---------- GIVEN ENTRIES ----------

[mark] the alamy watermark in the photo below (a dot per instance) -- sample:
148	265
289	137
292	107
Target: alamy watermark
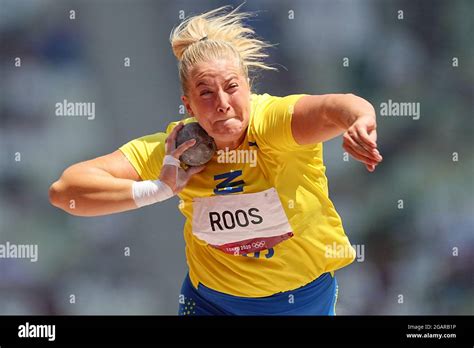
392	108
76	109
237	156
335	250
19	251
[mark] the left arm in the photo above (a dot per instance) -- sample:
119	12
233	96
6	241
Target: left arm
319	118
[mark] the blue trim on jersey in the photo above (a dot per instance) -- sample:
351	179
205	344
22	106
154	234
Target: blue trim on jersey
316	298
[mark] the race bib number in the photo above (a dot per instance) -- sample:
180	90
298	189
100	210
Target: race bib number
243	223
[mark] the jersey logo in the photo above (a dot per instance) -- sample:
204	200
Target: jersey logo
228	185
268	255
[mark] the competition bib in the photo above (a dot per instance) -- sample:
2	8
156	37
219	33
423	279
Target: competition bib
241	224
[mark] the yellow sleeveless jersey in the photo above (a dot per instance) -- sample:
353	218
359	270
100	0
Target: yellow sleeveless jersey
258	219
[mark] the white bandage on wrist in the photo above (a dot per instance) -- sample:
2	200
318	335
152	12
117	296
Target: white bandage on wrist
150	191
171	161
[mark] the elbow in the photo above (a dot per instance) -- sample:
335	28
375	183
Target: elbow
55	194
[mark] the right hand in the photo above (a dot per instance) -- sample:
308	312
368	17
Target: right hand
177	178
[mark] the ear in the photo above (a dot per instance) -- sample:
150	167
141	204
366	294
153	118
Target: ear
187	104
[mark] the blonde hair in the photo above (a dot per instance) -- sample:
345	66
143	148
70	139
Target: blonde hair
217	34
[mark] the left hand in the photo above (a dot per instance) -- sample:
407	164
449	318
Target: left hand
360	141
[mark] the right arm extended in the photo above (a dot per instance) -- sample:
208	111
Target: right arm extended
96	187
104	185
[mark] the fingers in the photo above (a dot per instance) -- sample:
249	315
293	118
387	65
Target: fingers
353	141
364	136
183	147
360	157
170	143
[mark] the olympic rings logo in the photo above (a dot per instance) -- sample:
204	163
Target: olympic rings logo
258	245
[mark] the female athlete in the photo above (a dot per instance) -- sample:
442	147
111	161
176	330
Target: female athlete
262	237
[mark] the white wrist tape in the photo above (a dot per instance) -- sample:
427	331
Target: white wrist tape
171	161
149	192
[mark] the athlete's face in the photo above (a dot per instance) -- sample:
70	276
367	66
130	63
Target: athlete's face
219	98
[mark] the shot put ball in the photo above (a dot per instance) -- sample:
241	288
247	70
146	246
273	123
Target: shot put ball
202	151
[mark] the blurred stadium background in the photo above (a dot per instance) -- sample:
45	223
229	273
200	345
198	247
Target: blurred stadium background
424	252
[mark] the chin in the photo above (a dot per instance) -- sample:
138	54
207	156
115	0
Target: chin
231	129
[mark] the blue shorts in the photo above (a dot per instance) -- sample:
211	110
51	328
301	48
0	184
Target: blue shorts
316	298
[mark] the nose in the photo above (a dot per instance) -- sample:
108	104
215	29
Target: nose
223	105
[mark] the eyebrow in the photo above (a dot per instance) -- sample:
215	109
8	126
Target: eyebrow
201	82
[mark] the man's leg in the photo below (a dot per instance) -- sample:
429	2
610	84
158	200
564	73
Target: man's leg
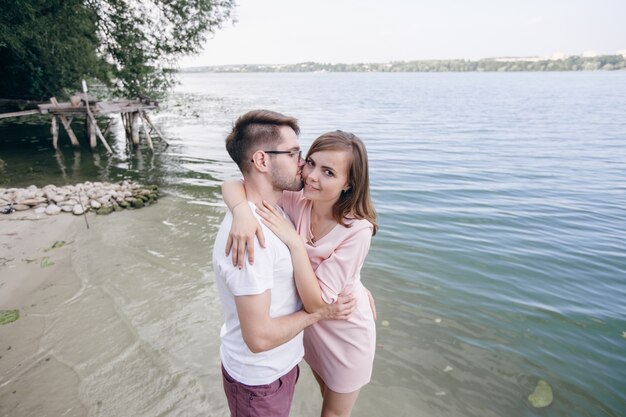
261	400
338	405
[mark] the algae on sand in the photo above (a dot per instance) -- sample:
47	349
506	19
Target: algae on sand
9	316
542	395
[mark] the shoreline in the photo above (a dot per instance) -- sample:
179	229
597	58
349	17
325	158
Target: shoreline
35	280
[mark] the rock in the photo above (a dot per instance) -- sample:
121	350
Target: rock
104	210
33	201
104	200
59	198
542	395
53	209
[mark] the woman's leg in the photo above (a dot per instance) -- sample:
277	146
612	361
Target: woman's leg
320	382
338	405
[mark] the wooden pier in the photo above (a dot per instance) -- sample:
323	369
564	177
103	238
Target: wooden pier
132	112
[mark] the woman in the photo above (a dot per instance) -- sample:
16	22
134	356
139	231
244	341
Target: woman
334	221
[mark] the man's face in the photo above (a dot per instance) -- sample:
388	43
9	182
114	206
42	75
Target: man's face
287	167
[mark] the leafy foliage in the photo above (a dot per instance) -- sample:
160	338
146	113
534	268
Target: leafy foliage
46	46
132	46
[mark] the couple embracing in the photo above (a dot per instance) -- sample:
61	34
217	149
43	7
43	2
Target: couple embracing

----------

Go through the records above. Copy each line in which the string "couple" appears.

[mark] the couple embracing in the photo above (a dot per instance) -- sample:
Target: couple embracing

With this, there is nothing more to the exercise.